Task prompt: In the entries that follow, find the word "player" and report each line it is on.

Source material:
----

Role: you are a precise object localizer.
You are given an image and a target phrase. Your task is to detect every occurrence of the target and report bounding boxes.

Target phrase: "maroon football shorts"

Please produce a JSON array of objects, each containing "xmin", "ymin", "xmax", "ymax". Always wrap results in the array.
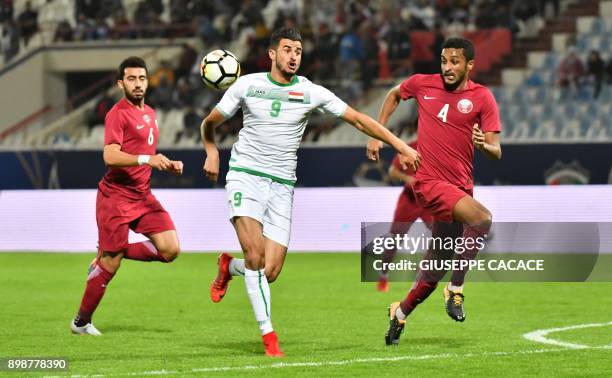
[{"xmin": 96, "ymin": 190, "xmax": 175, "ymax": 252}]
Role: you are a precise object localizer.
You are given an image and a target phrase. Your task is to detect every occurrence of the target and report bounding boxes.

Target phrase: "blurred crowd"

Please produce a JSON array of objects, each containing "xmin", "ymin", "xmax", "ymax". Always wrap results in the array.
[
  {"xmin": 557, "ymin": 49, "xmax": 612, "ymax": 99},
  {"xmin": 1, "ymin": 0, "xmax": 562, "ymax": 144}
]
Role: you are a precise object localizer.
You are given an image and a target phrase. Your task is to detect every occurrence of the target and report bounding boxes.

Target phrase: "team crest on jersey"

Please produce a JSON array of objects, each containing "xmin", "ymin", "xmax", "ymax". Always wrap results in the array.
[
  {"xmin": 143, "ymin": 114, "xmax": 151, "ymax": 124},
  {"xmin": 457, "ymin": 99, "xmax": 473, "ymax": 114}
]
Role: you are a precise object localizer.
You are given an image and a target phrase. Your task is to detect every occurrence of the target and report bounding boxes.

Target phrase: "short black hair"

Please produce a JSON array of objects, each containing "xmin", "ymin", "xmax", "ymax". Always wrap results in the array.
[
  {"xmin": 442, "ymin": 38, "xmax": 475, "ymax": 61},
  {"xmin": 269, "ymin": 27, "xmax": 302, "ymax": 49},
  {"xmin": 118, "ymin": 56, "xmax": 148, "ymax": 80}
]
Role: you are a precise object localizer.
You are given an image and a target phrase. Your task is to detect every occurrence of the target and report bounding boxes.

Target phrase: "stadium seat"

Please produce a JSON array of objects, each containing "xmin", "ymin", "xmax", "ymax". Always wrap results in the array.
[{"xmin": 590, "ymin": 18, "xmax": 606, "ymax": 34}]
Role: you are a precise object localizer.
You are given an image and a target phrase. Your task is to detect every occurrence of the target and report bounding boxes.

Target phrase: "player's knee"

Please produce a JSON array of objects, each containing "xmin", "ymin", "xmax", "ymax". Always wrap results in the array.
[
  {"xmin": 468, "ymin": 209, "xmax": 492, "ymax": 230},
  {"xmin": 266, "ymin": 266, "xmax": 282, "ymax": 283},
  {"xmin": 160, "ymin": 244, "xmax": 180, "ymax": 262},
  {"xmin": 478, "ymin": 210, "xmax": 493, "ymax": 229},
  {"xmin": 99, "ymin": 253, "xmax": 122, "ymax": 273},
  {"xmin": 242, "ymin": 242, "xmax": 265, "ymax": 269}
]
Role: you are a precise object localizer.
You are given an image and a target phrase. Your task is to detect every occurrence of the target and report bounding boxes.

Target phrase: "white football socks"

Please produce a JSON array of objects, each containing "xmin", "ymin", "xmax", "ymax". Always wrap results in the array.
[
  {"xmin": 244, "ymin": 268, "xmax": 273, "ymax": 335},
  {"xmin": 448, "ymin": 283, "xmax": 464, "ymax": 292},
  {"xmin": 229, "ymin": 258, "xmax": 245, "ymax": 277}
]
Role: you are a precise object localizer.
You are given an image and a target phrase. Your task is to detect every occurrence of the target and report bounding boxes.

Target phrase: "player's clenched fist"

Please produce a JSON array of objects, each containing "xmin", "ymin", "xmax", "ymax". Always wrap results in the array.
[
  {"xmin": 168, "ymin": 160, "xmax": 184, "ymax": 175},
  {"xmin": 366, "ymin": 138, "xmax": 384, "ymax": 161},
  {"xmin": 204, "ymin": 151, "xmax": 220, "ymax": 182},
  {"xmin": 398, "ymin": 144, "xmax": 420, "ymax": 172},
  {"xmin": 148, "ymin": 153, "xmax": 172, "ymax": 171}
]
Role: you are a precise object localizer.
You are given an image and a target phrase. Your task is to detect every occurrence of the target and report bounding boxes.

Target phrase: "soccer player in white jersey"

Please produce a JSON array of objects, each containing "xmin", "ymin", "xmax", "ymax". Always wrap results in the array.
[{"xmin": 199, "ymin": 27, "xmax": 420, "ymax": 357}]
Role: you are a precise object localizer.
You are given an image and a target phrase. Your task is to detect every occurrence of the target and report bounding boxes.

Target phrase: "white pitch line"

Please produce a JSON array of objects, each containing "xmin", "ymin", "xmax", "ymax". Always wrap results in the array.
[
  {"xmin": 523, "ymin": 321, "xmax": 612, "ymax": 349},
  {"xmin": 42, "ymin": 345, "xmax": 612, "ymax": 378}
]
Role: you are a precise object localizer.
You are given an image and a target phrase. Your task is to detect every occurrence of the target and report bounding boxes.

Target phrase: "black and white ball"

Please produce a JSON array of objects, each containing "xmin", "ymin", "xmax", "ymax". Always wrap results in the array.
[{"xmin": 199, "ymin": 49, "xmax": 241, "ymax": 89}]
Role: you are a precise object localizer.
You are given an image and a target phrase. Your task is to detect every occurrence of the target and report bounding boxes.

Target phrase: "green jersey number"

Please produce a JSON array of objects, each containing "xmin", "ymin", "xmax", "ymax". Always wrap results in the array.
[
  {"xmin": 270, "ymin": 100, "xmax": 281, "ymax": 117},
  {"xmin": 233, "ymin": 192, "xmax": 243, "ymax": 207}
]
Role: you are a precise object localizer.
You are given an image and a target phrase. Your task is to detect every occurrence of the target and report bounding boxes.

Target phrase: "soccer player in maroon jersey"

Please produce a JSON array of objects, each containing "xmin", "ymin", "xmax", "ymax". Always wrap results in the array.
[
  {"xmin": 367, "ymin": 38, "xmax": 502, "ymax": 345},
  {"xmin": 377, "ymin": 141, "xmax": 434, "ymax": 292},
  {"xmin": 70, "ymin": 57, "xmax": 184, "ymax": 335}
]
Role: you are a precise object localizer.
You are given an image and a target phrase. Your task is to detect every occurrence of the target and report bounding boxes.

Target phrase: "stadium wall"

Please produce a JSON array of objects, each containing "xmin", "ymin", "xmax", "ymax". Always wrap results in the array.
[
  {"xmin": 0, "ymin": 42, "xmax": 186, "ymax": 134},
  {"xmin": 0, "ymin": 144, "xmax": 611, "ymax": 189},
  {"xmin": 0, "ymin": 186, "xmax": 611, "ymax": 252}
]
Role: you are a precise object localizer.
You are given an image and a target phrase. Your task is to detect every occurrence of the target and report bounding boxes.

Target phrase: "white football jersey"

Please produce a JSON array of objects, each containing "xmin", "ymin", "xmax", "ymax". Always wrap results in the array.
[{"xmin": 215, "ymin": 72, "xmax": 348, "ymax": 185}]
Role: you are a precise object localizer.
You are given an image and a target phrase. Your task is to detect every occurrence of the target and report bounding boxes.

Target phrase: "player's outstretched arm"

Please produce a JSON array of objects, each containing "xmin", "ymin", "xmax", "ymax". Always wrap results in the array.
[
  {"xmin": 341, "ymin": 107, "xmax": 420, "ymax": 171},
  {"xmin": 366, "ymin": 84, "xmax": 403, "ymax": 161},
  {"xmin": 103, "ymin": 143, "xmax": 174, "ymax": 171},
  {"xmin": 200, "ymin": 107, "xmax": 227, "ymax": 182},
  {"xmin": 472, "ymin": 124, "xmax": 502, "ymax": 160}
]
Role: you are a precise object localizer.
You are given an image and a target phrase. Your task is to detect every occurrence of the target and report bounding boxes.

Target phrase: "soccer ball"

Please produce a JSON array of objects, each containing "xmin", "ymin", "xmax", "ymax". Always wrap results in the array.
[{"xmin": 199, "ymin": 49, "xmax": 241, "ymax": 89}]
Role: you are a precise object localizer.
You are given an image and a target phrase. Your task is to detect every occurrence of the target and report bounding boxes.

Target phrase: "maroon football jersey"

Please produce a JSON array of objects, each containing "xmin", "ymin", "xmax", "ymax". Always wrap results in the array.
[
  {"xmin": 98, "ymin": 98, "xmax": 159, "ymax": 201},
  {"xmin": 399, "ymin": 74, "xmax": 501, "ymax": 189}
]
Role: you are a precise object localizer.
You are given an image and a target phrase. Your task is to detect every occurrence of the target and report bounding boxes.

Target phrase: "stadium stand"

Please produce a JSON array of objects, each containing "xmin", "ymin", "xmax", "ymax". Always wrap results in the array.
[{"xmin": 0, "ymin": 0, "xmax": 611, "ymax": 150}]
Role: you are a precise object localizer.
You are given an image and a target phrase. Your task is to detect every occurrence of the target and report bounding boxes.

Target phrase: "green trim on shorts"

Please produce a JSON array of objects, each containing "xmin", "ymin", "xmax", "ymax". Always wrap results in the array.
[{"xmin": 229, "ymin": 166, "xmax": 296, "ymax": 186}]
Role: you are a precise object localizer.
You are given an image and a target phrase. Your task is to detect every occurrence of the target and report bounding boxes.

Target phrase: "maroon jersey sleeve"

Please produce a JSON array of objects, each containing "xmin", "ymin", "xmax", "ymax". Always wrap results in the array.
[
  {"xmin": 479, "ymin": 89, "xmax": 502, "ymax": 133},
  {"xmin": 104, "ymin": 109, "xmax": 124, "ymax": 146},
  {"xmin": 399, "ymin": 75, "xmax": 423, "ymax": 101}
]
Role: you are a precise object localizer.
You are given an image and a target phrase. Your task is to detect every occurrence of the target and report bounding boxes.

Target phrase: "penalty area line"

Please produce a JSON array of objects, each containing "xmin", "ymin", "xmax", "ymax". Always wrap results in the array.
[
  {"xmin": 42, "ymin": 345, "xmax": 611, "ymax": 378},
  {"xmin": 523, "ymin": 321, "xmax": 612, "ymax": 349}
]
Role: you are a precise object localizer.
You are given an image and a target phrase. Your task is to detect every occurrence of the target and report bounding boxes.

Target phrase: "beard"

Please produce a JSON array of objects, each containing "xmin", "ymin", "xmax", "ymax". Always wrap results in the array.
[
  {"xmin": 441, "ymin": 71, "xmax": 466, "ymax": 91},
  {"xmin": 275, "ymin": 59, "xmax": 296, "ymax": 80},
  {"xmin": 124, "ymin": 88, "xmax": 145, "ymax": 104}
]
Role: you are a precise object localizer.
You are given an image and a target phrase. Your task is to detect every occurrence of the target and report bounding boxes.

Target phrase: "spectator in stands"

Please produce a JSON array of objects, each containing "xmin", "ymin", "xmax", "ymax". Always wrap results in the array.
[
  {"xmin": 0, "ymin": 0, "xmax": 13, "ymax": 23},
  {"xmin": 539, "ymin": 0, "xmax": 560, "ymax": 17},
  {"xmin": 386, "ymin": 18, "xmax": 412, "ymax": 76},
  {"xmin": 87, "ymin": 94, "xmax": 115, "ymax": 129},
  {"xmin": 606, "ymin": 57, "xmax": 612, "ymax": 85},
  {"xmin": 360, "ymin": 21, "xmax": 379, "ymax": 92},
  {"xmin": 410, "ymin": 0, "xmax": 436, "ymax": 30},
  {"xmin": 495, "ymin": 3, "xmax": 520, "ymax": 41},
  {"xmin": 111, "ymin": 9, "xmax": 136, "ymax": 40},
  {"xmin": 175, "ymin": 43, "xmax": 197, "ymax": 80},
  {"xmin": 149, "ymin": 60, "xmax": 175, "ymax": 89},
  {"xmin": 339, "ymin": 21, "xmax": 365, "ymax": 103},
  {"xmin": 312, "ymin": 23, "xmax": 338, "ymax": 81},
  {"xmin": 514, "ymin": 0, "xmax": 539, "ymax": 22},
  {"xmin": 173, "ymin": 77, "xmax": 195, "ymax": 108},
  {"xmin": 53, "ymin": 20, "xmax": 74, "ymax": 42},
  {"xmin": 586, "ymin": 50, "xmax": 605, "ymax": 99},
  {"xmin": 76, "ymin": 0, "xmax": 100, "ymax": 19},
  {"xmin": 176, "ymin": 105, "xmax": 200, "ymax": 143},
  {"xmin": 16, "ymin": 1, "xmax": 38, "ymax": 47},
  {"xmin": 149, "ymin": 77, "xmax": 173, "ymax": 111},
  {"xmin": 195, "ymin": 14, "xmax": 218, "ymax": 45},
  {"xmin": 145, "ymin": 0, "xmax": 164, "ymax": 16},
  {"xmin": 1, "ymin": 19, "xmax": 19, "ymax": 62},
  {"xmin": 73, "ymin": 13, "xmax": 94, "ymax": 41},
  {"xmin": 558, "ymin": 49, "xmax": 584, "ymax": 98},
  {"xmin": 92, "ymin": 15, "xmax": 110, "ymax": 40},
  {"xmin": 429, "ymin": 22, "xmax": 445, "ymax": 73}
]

----

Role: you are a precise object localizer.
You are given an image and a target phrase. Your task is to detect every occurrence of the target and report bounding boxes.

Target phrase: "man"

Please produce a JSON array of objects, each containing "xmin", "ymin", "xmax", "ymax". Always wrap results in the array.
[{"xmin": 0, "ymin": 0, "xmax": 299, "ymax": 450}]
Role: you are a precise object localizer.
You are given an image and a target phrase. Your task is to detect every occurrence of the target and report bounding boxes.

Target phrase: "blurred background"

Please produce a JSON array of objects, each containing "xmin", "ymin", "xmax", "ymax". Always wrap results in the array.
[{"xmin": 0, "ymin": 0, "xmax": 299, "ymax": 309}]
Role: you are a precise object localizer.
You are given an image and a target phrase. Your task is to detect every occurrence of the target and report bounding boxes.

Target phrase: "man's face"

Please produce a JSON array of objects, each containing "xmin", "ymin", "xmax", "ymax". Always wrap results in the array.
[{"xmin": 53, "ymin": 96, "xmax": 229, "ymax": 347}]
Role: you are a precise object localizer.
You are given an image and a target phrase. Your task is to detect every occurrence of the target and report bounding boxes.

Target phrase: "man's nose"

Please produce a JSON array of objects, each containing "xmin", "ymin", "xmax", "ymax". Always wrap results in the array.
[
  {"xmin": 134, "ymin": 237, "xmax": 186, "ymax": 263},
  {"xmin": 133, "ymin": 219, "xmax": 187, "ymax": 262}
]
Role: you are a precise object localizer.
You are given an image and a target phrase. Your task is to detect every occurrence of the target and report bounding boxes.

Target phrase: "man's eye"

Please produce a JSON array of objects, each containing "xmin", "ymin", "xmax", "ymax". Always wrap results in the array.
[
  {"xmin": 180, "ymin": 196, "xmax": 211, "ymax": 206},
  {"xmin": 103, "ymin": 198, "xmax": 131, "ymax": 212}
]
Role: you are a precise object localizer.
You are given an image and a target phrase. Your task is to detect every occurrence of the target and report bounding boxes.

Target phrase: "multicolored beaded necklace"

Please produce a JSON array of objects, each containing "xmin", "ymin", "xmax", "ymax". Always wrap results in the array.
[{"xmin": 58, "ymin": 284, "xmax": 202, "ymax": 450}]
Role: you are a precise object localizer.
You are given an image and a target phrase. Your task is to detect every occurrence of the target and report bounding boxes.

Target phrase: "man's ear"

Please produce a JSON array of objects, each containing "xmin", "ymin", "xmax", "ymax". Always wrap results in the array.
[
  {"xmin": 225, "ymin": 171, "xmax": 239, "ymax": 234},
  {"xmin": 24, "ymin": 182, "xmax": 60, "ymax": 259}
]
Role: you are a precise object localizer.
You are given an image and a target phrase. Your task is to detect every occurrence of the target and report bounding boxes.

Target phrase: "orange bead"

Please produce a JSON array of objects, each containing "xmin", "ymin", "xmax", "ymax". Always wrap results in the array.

----

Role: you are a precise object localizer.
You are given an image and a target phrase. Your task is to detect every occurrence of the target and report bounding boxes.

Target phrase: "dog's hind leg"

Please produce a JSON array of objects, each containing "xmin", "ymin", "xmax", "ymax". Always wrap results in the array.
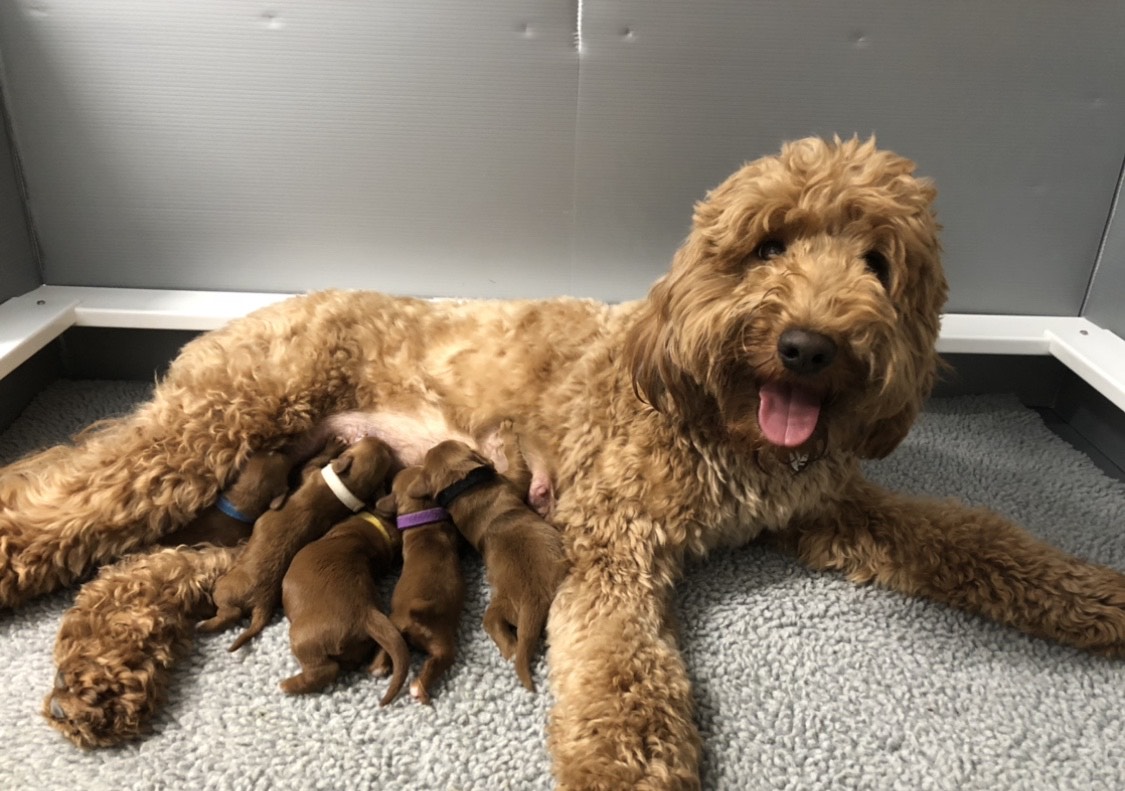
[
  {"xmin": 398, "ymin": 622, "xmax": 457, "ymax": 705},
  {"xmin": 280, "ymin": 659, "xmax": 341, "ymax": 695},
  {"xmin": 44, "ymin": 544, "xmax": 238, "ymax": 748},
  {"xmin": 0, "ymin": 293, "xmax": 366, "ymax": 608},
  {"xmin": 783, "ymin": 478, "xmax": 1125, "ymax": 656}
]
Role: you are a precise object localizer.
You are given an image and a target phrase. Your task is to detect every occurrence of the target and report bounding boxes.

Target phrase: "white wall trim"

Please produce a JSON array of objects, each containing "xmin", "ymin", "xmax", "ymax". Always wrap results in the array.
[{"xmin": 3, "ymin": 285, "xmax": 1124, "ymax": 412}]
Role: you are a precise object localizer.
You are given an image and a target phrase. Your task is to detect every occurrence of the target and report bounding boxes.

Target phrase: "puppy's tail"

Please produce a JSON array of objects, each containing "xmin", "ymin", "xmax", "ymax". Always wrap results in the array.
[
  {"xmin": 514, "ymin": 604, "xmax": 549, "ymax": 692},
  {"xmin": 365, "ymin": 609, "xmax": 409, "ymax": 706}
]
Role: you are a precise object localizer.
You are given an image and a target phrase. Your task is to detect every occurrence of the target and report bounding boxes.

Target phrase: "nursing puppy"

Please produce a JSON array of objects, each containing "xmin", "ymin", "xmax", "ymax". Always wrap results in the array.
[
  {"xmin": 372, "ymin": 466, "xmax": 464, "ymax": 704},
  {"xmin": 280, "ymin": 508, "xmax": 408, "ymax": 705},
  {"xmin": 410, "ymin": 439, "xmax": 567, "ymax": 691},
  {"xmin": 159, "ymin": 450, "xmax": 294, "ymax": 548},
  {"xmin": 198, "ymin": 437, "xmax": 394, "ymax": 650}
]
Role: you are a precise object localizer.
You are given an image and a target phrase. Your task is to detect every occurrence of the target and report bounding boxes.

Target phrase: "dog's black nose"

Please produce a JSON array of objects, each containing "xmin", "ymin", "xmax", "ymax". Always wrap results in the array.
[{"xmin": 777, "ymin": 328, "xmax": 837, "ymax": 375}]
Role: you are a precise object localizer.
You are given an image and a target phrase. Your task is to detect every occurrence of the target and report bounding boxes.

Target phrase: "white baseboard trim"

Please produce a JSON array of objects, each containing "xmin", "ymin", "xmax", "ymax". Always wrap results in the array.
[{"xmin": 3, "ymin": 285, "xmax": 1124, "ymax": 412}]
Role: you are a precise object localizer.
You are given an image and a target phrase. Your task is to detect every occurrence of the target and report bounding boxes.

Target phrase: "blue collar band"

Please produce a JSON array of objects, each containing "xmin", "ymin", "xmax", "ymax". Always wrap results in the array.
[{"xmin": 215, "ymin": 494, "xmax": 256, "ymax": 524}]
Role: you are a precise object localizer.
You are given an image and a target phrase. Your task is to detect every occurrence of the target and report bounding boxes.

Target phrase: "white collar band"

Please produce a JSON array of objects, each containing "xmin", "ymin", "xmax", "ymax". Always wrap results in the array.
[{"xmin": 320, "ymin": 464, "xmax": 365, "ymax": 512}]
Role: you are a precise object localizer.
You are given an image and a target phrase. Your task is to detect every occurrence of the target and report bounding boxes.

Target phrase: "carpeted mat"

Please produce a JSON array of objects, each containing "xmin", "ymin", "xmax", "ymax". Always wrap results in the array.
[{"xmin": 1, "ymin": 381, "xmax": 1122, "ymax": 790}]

----

Exercise answer:
Target phrase: "player's knee"
Target phrase: "player's clenched fist"
Target phrase: "soccer player in white jersey"
Target phrase: "soccer player in maroon jersey"
Target phrase: "player's outstretched arm"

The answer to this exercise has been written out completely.